EXERCISE MATERIAL:
***

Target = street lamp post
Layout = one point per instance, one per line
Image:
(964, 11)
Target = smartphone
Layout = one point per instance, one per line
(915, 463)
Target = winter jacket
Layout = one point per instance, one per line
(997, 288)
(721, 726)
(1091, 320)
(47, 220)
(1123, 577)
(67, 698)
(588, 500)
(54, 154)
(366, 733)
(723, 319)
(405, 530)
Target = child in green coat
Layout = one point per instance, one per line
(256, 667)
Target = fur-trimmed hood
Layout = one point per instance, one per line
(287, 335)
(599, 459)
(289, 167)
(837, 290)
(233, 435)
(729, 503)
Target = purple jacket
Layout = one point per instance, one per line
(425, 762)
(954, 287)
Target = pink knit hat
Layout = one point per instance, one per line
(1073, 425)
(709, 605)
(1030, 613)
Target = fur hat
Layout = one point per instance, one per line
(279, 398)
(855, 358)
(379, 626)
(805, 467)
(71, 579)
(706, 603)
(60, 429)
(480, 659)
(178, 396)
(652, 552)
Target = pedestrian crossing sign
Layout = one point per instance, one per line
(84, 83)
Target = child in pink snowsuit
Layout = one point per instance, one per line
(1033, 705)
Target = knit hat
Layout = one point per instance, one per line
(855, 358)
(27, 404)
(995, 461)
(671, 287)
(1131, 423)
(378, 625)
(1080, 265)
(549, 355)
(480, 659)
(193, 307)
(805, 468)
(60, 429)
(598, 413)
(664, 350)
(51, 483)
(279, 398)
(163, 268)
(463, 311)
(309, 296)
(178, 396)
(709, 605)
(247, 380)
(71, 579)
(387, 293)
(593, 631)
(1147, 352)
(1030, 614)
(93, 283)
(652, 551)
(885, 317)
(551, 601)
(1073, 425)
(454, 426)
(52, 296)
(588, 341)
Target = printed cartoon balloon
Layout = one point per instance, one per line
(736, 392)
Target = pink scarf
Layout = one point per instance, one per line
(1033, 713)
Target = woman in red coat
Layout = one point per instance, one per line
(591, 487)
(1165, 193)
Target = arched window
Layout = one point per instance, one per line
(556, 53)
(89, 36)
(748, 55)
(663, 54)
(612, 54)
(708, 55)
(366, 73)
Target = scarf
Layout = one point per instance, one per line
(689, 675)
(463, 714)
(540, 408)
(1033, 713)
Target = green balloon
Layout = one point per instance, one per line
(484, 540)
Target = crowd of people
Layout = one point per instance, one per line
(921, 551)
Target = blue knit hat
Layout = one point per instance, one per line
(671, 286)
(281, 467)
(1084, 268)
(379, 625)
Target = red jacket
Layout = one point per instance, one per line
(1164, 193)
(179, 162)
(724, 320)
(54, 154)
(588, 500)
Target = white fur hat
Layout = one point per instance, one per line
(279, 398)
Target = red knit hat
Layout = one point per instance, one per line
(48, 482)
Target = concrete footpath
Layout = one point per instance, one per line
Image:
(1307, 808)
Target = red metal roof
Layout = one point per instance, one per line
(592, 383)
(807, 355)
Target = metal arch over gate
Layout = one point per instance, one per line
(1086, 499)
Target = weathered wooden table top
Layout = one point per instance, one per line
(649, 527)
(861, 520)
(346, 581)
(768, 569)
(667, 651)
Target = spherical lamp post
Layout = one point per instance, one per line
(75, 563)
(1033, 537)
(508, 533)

***

REQUIRED WORK: Reproduce every line of the records above verbatim, from the first to the last.

RESPONSE TO THE TASK:
Target = street lamp post
Layout = one point per instance, one per line
Image:
(964, 11)
Target = smartphone
Layout = one point per instance, one per line
(915, 463)
Target = winter jacket
Layout = one point per instance, one per line
(997, 288)
(721, 726)
(1091, 320)
(47, 220)
(1123, 577)
(67, 698)
(588, 500)
(54, 154)
(366, 733)
(723, 319)
(405, 530)
Target = child in green coat
Layout = one point per instance, one per line
(256, 667)
Target = fur-trimmed hood
Layout = one point per instance, one per line
(287, 335)
(599, 459)
(289, 167)
(837, 290)
(233, 435)
(729, 503)
Target = purple jacket
Layout = one point per instance, one per line
(425, 762)
(954, 287)
Target = pink knit hat
Layout = one point per instance, one per line
(1073, 425)
(709, 605)
(1030, 613)
Target = fur hat
Layout = one point per instance, one per line
(279, 398)
(855, 358)
(379, 626)
(805, 467)
(71, 579)
(706, 603)
(60, 429)
(480, 659)
(178, 396)
(652, 552)
Target = pedestrian crossing sign
Layout = one point per instance, one per line
(84, 83)
Target = child in pink snowsuit
Layout = one point per instance, one per line
(1033, 705)
Target = knit hat
Layout = one point per instance, one per line
(855, 358)
(27, 404)
(995, 461)
(671, 287)
(1131, 423)
(378, 625)
(1080, 265)
(549, 355)
(480, 659)
(193, 307)
(805, 468)
(60, 429)
(598, 413)
(664, 350)
(51, 483)
(279, 398)
(163, 268)
(463, 311)
(309, 296)
(178, 396)
(709, 605)
(247, 380)
(71, 579)
(387, 293)
(593, 631)
(1147, 352)
(1030, 614)
(93, 283)
(652, 551)
(885, 317)
(551, 601)
(1073, 425)
(454, 426)
(52, 296)
(588, 341)
Target = printed cartoon balloon
Layout = one point per instance, one per line
(736, 392)
Target = pink scarf
Layout = one point per instance, one per line
(1033, 713)
Target = woman in red coat
Layout = one point per instance, one per line
(591, 487)
(1165, 193)
Target = arched window
Layout = one point per instance, one per line
(556, 53)
(89, 36)
(748, 55)
(663, 54)
(612, 54)
(708, 55)
(366, 73)
Target = scarf
Layout = one point per instance, one per line
(689, 675)
(463, 714)
(540, 408)
(1033, 713)
Target = green balloon
Layout = one point per instance, one per line
(484, 540)
Target = crowd of people
Layout = one point per instance, one per line
(921, 551)
Target = blue knit hat
Layout = one point per instance, one per line
(671, 286)
(281, 467)
(1084, 268)
(379, 625)
Target = red jacket
Layout = one point per instance, one per line
(1164, 193)
(179, 162)
(724, 320)
(54, 154)
(588, 500)
Target = white fur hat
Layout = one point per instance, one per line
(279, 398)
Target = red knit hat
Layout = one point per instance, one per line
(48, 482)
Target = concrete footpath
Layout = one point per instance, one per line
Image:
(1307, 808)
Target = red metal roof
Layout = one point per instance, one per line
(592, 383)
(807, 355)
Target = metal arch over gate
Layout = one point per instance, one per line
(1086, 499)
Target = weathered wooden table top
Layout = one point per instance, one per line
(649, 527)
(861, 520)
(346, 581)
(768, 569)
(667, 651)
Target = spherical lamp post
Layout = one point per instance, one per line
(75, 563)
(1033, 537)
(508, 533)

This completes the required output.